-- Begin STORED RECORDS --
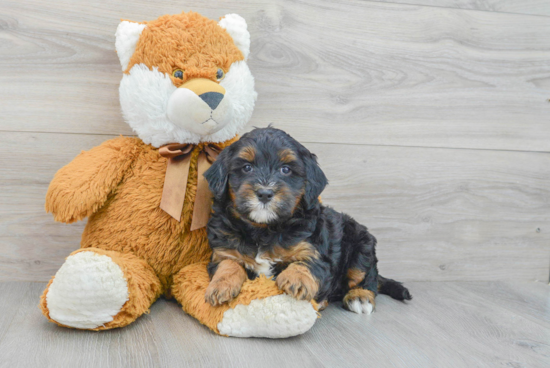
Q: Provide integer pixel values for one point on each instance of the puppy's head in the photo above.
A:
(266, 175)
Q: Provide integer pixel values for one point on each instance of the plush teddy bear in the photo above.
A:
(186, 91)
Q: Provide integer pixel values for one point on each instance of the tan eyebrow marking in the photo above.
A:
(287, 155)
(248, 153)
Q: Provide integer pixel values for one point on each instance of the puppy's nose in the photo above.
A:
(212, 99)
(264, 195)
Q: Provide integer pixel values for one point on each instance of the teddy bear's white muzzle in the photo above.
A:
(202, 114)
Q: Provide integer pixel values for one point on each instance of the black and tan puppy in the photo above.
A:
(267, 219)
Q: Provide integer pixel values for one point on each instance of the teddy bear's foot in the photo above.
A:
(97, 289)
(276, 316)
(260, 309)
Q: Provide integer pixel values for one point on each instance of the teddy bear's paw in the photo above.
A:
(87, 291)
(276, 316)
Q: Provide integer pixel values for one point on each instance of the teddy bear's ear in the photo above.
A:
(127, 35)
(236, 26)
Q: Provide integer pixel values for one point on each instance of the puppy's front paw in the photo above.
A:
(221, 291)
(359, 301)
(298, 282)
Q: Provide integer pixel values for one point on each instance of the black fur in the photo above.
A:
(341, 242)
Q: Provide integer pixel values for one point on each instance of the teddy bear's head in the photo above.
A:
(185, 78)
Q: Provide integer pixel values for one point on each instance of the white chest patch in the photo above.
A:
(263, 266)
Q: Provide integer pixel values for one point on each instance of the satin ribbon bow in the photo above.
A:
(175, 181)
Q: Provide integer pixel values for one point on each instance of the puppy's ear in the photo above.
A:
(218, 174)
(316, 181)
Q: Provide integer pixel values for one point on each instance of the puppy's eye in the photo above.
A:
(178, 73)
(220, 74)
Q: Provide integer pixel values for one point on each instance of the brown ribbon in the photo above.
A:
(175, 181)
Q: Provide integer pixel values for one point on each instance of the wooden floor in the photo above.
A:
(447, 324)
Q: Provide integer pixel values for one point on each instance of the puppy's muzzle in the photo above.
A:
(265, 195)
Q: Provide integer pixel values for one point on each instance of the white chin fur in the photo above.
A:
(261, 213)
(160, 113)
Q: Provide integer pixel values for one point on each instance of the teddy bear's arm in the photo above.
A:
(81, 187)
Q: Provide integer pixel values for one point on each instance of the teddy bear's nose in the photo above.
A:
(212, 99)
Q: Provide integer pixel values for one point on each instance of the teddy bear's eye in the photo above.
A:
(178, 73)
(220, 74)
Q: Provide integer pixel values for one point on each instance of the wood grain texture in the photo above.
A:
(438, 214)
(532, 7)
(348, 71)
(448, 324)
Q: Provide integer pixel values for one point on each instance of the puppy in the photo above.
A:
(267, 219)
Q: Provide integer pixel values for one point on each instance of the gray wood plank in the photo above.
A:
(447, 324)
(532, 7)
(438, 214)
(346, 71)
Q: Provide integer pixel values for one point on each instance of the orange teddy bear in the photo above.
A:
(186, 91)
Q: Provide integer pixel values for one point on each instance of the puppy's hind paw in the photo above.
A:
(359, 301)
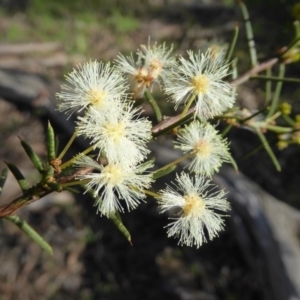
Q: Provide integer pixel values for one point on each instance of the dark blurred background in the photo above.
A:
(40, 41)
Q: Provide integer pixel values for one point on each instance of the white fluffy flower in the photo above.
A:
(93, 84)
(151, 65)
(209, 148)
(195, 209)
(115, 182)
(157, 59)
(119, 133)
(200, 77)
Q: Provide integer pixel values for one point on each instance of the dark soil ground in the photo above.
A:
(92, 260)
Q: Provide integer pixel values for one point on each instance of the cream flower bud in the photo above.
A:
(196, 209)
(115, 182)
(209, 148)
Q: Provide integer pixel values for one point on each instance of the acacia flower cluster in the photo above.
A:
(196, 209)
(199, 78)
(116, 130)
(152, 65)
(209, 148)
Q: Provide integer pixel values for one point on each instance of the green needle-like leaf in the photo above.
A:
(116, 219)
(154, 105)
(163, 171)
(33, 157)
(232, 43)
(3, 177)
(24, 226)
(50, 143)
(24, 185)
(268, 149)
(249, 33)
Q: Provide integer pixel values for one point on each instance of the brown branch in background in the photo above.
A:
(39, 192)
(20, 49)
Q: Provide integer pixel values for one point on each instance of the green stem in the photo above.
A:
(289, 120)
(62, 154)
(176, 161)
(291, 45)
(268, 86)
(75, 182)
(71, 161)
(274, 78)
(279, 129)
(249, 33)
(268, 149)
(275, 100)
(190, 101)
(152, 194)
(232, 43)
(154, 105)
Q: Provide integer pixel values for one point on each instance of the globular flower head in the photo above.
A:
(151, 66)
(209, 148)
(119, 133)
(93, 84)
(113, 183)
(200, 77)
(197, 209)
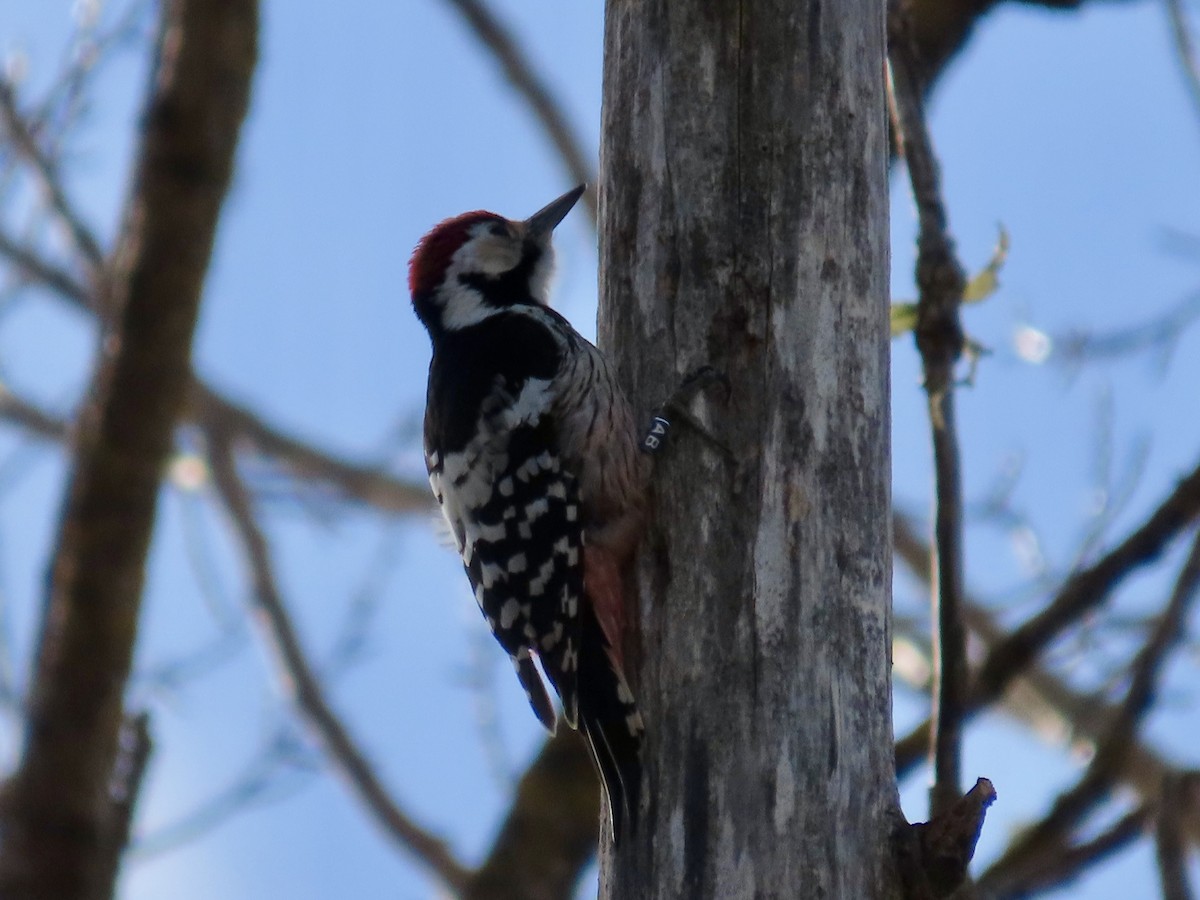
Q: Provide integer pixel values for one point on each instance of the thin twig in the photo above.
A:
(1185, 51)
(503, 46)
(550, 832)
(1048, 837)
(1065, 865)
(33, 268)
(25, 143)
(1036, 696)
(31, 418)
(364, 484)
(1087, 589)
(126, 787)
(939, 333)
(300, 683)
(53, 814)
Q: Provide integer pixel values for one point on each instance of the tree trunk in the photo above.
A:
(743, 215)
-- End STORED RECORDS --
__THE PROBLEM__: Give every record back exactly as it reads, with no images.

__RESULT OF THE TASK__:
Q: Provide integer pixel values for one point on each instance of the puppy's head in the photo above.
A:
(266, 175)
Q: Provide integer pixel values for one point on each instance of the plush teddy bear in the photo above.
A:
(186, 91)
Q: Provide integer pixel values for one point on each instance of the tan eyebrow marking in the photo above.
A:
(287, 155)
(248, 153)
Q: Provide integer pixel values for one point on each instance of the puppy's nose in the photo above.
A:
(212, 99)
(264, 195)
Q: Provide integer pixel values for one point on each instance of the teddy bear's white muzzle in the photo above.
A:
(202, 114)
Q: Provide integer pixel values for one point on each instance of the black and tan puppy in the photo above.
A:
(267, 219)
Q: Provide integer pixel values for one point on each instance of the teddy bear's foot in the photo above.
A:
(97, 289)
(276, 316)
(260, 309)
Q: Provide integer pixel values for one point on each instance of the teddy bear's paw in the photo above.
A:
(87, 291)
(276, 316)
Q: Provide integer pixel values for one point on each instance of the teddy bear's ear in the photo above.
A:
(127, 35)
(236, 26)
Q: Provide integer pixel values for one point on each instance of the puppy's front paw in the photo above.
A:
(221, 291)
(359, 301)
(298, 282)
Q: Provide integer pixel values for one point on each instance of the black fur in the photo above.
A:
(341, 242)
Q: Provide integer pixel values for one point on each instance of the teddy bear's head in the photo above.
A:
(185, 78)
Q: Provide integer pixel values for one point on each instance of the white chest patch in the photo above.
A:
(263, 266)
Q: Provide integer pixel values for one point on each instance of the satin ribbon bow in the photo above.
A:
(175, 181)
Q: Provide integer pixel values for one point on each instance of the puppy's ear in the photo above.
A:
(218, 174)
(316, 181)
Q: Provide integer pixel values for one point on each instance of the puppy's eye in the photo above.
A:
(178, 73)
(220, 74)
Q: Provide integer pixel values for one point on each instance of the brown ribbon in the photo above.
A:
(175, 181)
Q: Provide integer pixel values for one point on each instance of the wooden floor in the photo above.
A:
(447, 324)
Q: Provide integer pixel values for one point on each instance of the puppy's muzzle in the photo above.
A:
(265, 195)
Q: Provide integer pixel values for one point on each instance of the white chin fur in the photo above.
A:
(261, 213)
(160, 113)
Q: Provide integer pixel values for one point on each instance of the teddy bear's arm in the photo above.
A:
(81, 187)
Q: Provide integer pixel values for one point on each instance of the teddy bear's nose in the photo above.
A:
(212, 99)
Q: Provide integer pixel values for one point on each instance of the teddy bear's eye in the photo above.
A:
(178, 73)
(220, 74)
Q: Provide integer pixel values for one point on each instance of the wood grain texture in the photo above.
A:
(438, 214)
(532, 7)
(348, 71)
(448, 324)
Q: Provide integer pixel values for one point on each instance of the puppy in the photo above.
A:
(267, 219)
Q: Provide integer pixel values for one point on each instance of the gray wood plank in the photo above.
A:
(447, 324)
(532, 7)
(438, 214)
(346, 71)
Q: Provide integer pixel values for one point on each instance of the orange teddy bear in the photo above.
A:
(186, 91)
Q: Provide integer pixel values for one point on each instance of the puppy's hind paw in the photo above.
A:
(359, 301)
Q: Provide integer pixel values for one point on each instance of the dark blurred background in the photo above.
A:
(40, 41)
Q: Provide integer pixel values for one point on each instance of the white fluffy flower in the photo above.
A:
(93, 84)
(151, 65)
(209, 148)
(195, 209)
(115, 182)
(157, 59)
(119, 133)
(200, 77)
Q: Provide integer pixel values for one point on each instance of the dark soil ground in the photo above.
A:
(92, 260)
Q: Provide integer pixel values for one point on each instance of the cream flower bud in the photo above.
A:
(196, 209)
(115, 182)
(209, 148)
Q: Provide integer pixel values for one point on each instance of the acacia flower cluster in the photo above.
A:
(196, 209)
(199, 78)
(116, 130)
(152, 65)
(209, 148)
Q: Provide integer pixel values for one point on each instance of the green needle-like leaf in the photo above.
A:
(116, 219)
(154, 105)
(163, 171)
(33, 157)
(232, 43)
(3, 177)
(24, 226)
(50, 143)
(24, 185)
(268, 149)
(249, 33)
Q: Provide integer pixel values for one point on each instance of the brown branch in background in the photo above.
A:
(39, 192)
(20, 49)
Q: Provide integer pixel values for one point on each instance of the green stem in the photo above.
A:
(289, 120)
(62, 154)
(176, 161)
(291, 45)
(268, 86)
(75, 182)
(71, 161)
(274, 78)
(279, 129)
(249, 33)
(268, 149)
(275, 100)
(190, 101)
(152, 194)
(232, 43)
(154, 105)
Q: Provide integer pixel values for one point on each instance of the globular flower head in the photo above.
A:
(151, 66)
(209, 148)
(119, 133)
(93, 84)
(113, 183)
(200, 77)
(197, 209)
Q: Provide integer pixel values for one point on each instance of the thin twig in the photo above.
A:
(1185, 51)
(503, 46)
(550, 832)
(1048, 837)
(1065, 865)
(33, 268)
(25, 143)
(1036, 696)
(31, 418)
(364, 484)
(1087, 589)
(126, 787)
(939, 333)
(300, 683)
(53, 814)
Q: Provide integer pixel values for one point on each instance of the tree trunk in the photo above.
A:
(743, 215)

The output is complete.